## start
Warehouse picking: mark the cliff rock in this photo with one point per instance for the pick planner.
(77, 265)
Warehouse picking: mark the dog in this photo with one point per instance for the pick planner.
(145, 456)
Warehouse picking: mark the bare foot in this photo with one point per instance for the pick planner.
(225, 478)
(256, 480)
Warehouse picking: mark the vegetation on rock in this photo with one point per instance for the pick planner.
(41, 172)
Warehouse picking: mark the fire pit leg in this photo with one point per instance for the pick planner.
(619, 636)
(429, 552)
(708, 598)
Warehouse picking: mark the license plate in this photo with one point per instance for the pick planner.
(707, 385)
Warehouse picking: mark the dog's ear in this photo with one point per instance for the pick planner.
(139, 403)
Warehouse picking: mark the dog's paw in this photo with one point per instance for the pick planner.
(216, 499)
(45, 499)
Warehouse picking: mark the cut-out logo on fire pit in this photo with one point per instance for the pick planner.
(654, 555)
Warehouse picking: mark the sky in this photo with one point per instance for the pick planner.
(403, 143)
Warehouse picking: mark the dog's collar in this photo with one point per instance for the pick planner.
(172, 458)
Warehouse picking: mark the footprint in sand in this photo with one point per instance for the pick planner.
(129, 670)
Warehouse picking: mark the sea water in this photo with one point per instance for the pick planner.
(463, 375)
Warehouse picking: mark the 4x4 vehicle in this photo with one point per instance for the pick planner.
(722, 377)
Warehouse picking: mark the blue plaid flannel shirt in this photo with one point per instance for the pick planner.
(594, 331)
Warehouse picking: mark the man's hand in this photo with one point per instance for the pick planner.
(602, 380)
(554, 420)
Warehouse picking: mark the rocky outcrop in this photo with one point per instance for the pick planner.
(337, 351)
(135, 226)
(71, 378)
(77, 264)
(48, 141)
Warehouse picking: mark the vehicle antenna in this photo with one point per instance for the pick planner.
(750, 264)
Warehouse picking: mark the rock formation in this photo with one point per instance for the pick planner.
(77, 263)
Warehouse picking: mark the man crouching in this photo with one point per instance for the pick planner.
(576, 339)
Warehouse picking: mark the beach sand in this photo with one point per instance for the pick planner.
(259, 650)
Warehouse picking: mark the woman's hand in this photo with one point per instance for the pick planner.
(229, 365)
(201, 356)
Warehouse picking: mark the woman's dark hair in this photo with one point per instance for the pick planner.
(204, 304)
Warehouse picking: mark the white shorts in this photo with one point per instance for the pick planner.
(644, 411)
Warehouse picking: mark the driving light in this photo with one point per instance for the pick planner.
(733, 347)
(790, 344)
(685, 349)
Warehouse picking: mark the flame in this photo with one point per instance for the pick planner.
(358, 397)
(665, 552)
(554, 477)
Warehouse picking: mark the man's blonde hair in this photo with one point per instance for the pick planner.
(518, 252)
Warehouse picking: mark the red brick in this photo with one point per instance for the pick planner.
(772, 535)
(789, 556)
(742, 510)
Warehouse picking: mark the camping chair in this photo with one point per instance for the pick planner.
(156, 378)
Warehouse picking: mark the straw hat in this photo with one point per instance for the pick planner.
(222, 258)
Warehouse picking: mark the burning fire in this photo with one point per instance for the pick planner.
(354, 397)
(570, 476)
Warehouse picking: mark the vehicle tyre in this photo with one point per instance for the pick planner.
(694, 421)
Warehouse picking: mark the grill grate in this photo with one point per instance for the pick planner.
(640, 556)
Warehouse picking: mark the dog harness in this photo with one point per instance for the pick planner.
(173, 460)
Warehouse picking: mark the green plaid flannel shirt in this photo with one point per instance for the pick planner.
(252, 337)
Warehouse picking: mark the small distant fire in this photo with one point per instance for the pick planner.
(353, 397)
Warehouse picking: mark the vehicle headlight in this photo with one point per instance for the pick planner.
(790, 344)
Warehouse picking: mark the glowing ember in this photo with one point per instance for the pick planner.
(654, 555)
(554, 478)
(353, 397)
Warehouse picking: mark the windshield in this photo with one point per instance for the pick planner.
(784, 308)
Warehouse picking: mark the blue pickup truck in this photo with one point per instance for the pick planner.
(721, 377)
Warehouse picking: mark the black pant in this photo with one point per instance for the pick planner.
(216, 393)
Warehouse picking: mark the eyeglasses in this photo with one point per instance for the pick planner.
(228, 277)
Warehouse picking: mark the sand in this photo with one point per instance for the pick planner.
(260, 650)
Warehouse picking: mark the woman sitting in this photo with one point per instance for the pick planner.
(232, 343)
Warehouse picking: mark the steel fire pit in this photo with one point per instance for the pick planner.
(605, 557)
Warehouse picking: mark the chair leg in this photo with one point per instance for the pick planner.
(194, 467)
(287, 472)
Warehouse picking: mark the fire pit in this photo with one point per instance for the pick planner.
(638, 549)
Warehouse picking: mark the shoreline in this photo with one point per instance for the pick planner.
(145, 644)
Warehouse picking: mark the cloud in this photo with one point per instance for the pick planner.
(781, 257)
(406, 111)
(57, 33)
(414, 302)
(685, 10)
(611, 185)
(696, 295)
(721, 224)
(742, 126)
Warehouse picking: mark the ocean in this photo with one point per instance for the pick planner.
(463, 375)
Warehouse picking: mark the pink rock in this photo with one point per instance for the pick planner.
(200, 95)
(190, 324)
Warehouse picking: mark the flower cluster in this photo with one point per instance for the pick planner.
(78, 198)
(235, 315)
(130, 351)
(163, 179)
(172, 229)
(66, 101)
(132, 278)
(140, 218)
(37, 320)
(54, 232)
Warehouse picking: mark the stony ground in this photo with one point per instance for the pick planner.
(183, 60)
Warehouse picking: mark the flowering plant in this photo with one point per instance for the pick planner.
## end
- What is needed -
Reproduce all of the entries word for word.

- Solution for this exercise -
Warehouse picking: mark the cliff rock in this photo with one point per instance for the pick planner.
(77, 265)
Warehouse picking: mark the dog in this photo with one point per instance for the pick planner.
(145, 456)
Warehouse picking: mark the bare foot in this photo with one point per instance for the pick planner.
(225, 478)
(256, 480)
Warehouse picking: mark the vegetation on rock in this photo with one point per instance for the pick planner.
(41, 172)
Warehouse picking: mark the fire pit leg in this photo with one point per instance for the pick planner.
(619, 636)
(429, 552)
(708, 598)
Warehouse picking: mark the license plate in this photo with one point per instance for the pick planner.
(707, 385)
Warehouse picking: mark the dog's ear in this photo with one point per instance for the pick planner.
(139, 403)
Warehouse picking: mark the dog's paw in this photo with one point per instance for the pick planner.
(216, 499)
(45, 499)
Warehouse picking: mark the cut-out logo on fire pit in this photo with one point per instance for the pick planner.
(654, 555)
Warehouse picking: mark the sky in this photo with one point per instance for the pick planner.
(403, 143)
Warehouse picking: mark the dog's collar in this photo with one point per instance for the pick planner.
(172, 458)
Warehouse picking: mark the footprint in sand in this photo with one point per instance for the pick planner.
(129, 670)
Warehouse picking: mark the sea water in this photo with one point per instance for the pick planner.
(463, 375)
Warehouse picking: mark the 4x4 vehicle in this photo with one point per instance for the pick planner.
(722, 377)
Warehouse picking: mark the blue plaid flannel shirt in this photo with one point per instance for the pick planner.
(594, 331)
Warehouse picking: mark the man's hand in this photo with one point per instance for the pick planner.
(602, 380)
(554, 420)
Warehouse picking: mark the rocky outcrop in this photo with one point per instance for the pick planner.
(337, 351)
(135, 226)
(71, 378)
(77, 264)
(48, 141)
Warehouse picking: mark the vehicle antenna in this photo with one point per instance for the pick planner.
(750, 264)
Warehouse picking: mark the rock formation in this photo with one point per instance for the pick planner.
(77, 263)
Warehouse picking: mark the man crouching in this photo with one point per instance for the pick planner.
(576, 339)
Warehouse picking: mark the beach sand in this photo with one point per instance for the pick planner.
(259, 650)
Warehouse picking: mark the woman's hand in this photo with one point per instance for the pick planner.
(229, 365)
(201, 356)
Warehouse picking: mark the woman's dark hair in this photo with one point per instance for the pick planner.
(204, 304)
Warehouse picking: mark the white shorts in this photo with one point per instance for the pick planner.
(644, 411)
Warehouse picking: mark the driving light in this photo with one point per instance for the pick planner.
(733, 347)
(790, 344)
(685, 349)
Warehouse picking: mark the flame in this photo with one point per instance for the pick planner.
(358, 397)
(665, 552)
(554, 477)
Warehouse picking: mark the man's blonde hair in this photo with one point per instance for the pick planner.
(518, 252)
Warehouse picking: mark the red brick in this photo with one point per instance for the pick planner.
(772, 535)
(789, 556)
(742, 510)
Warehouse picking: mark the camping chair in this photo with one point per instance for the pick planner.
(156, 378)
Warehouse picking: mark the straw hat in this photo with one point per instance for the pick planner.
(222, 258)
Warehouse picking: mark the burning fire in this photo with one point per instance for the pick planner.
(354, 397)
(570, 476)
Warehouse picking: mark the vehicle tyre in this photo with one point per instance for the pick planner.
(694, 421)
Warehouse picking: mark the grill grate in this photo with one point per instance for the pick planner.
(640, 556)
Warehouse picking: mark the dog harness in this photo with one point per instance for the pick planner.
(173, 460)
Warehouse picking: mark the green plaid flannel shirt in this photo with one point per instance for the pick planner.
(252, 337)
Warehouse picking: mark the small distant fire in this photo with one point per instance for the pick planner.
(353, 397)
Warehouse picking: mark the vehicle headlight in this photo with one point per instance for the pick planner.
(790, 344)
Warehouse picking: mark the glowing ember in this photo with one point per instance for the pick planner.
(654, 555)
(554, 478)
(353, 397)
Warehouse picking: mark the windshield in this photo with one point per instance for the pick planner.
(784, 308)
Warehouse picking: mark the blue pickup truck in this photo with one point per instance for the pick planner.
(721, 377)
Warehouse picking: mark the black pant in this photo with one point per instance for the pick planner.
(216, 393)
Warehouse picking: mark the eyeglasses in this photo with one point per instance for the pick planner.
(228, 277)
Warehouse picking: mark the sand in this photo with one point per instance for the pick planner.
(260, 650)
Warehouse picking: mark the woman sitting in this photo with one point per instance for the pick planner.
(232, 343)
Warehouse picking: mark the steel fire pit in this photo with one point per instance for the pick planner.
(605, 557)
Warehouse picking: mark the chair leg in this photo with one point per instance for the pick planner.
(194, 467)
(287, 472)
Warehouse picking: mark the fire pit in this photo with one point per instance for the pick planner.
(638, 549)
Warehouse picking: mark the shoreline in this photo with one point per instance for the pick planner.
(145, 644)
Warehouse picking: mark the cloud in this photo with one point per instance for the pick planner.
(781, 257)
(406, 111)
(57, 33)
(414, 302)
(685, 10)
(611, 185)
(696, 295)
(721, 224)
(742, 126)
Warehouse picking: mark the ocean in this photo with one point per instance for the pick planner.
(463, 375)
Warehouse picking: mark the pink rock in this photo with one point per instance for the pick planner.
(200, 95)
(190, 324)
Warehouse picking: mark the flower cluster in this photo with one point per instance for the pick planner.
(78, 198)
(235, 315)
(130, 351)
(163, 179)
(172, 229)
(66, 101)
(132, 278)
(140, 218)
(37, 320)
(54, 232)
Warehouse picking: mark the stony ground in this photo with one point per instance for the pick planner.
(183, 60)
Warehouse picking: mark the flowering plant in this photo with one point per instance for the pick planner.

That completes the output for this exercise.